* **SOURCE DOCUMENT**
◆ ◆ ◆ ◆ ◆ ◆ ◆

Saturday, June 23, 2012

Contributing to the Brokenness

"All have turned aside; together they have become worthless; no one does good, not even one. Their throat is an open grave; they use their tongues to deceive. The venom of asps is under their lips. Their mouth is full of curses and bitterness."
—Romans 3:12-14—

Last night, I watched a small portion of the video, "Making the Bus Monitor Cry." You can watch it here. My reaction to this incident progressed through three different stages: rage, sadness, then guilt.


Karen Klein is a bus monitor in Greece, New York. Monday, she was verbally attacked in a way that can only be described as evil. At one point, this widow and grandmother of eight was told that her entire family killed themselves because they didn't want to be around her. Her son committed suicide ten years ago. I snapped. I was so angry. How could people, even seventh grade children, be so cruel? I wanted justice.

◆ ◆ ◆ ◆ ◆ ◆ ◆

* **DATA FOR ANALYSIS**
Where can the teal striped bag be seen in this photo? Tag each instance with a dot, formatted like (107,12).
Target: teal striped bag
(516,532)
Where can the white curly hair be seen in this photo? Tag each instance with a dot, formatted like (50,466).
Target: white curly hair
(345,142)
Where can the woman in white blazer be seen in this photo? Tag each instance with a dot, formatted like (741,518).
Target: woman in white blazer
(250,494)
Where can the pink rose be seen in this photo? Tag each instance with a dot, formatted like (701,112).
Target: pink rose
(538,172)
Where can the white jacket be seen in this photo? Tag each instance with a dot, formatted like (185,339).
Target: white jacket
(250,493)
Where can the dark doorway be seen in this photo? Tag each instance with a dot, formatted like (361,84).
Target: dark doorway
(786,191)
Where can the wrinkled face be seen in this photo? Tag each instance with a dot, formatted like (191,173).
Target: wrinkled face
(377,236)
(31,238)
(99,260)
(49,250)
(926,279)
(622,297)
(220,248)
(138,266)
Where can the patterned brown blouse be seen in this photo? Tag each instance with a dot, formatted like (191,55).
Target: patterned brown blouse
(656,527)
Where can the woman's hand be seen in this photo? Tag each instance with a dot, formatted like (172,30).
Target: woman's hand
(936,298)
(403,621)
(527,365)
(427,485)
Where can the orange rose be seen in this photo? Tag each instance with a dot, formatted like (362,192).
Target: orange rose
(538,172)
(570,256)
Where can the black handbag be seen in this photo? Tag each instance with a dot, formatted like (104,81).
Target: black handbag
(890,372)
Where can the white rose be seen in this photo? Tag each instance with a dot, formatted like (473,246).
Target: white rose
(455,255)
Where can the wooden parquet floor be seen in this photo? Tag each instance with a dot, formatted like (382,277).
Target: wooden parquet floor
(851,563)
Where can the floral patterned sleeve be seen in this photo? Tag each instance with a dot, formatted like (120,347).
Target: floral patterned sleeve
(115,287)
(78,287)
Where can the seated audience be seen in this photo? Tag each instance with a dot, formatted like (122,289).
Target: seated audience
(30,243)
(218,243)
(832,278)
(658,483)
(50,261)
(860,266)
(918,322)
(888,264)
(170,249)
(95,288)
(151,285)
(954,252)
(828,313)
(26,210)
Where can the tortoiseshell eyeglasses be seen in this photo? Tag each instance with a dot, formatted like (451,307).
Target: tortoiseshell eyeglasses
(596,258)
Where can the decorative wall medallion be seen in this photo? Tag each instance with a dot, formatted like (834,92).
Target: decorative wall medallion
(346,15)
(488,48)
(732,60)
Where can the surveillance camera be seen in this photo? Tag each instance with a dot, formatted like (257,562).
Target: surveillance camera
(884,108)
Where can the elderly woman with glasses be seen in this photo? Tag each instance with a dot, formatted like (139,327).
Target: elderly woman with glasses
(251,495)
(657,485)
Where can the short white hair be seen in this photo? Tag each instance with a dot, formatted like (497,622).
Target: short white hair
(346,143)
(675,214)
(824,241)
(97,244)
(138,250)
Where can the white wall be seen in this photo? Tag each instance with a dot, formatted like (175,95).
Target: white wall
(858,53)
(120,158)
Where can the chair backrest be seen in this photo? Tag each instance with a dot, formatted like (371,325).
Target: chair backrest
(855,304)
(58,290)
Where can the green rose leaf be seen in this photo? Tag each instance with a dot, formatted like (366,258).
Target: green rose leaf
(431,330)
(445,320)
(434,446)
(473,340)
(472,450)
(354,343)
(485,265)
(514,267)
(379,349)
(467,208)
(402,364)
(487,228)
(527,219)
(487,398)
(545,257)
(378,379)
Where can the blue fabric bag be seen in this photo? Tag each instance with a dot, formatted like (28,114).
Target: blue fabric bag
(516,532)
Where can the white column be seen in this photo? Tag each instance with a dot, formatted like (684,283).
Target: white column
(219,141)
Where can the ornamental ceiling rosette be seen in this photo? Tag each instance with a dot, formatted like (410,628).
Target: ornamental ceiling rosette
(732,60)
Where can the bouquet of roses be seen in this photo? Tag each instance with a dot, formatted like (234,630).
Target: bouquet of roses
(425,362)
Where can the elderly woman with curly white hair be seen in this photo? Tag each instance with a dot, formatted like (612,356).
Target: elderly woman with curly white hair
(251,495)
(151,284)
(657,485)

◆ ◆ ◆ ◆ ◆ ◆ ◆

* **EXERCISE DETAILS**
Rework the stretch of the blog post above from "Contributing to the" through "sadness, then guilt.", putting "anger" in place of "rage".

* **TASK RESPONSE**
Contributing to the Brokenness

"All have turned aside; together they have become worthless; no one does good, not even one. Their throat is an open grave; they use their tongues to deceive. The venom of asps is under their lips. Their mouth is full of curses and bitterness."
—Romans 3:12-14—

Last night, I watched a small portion of the video, "Making the Bus Monitor Cry." You can watch it here. My reaction to this incident progressed through three different stages: anger, sadness, then guilt.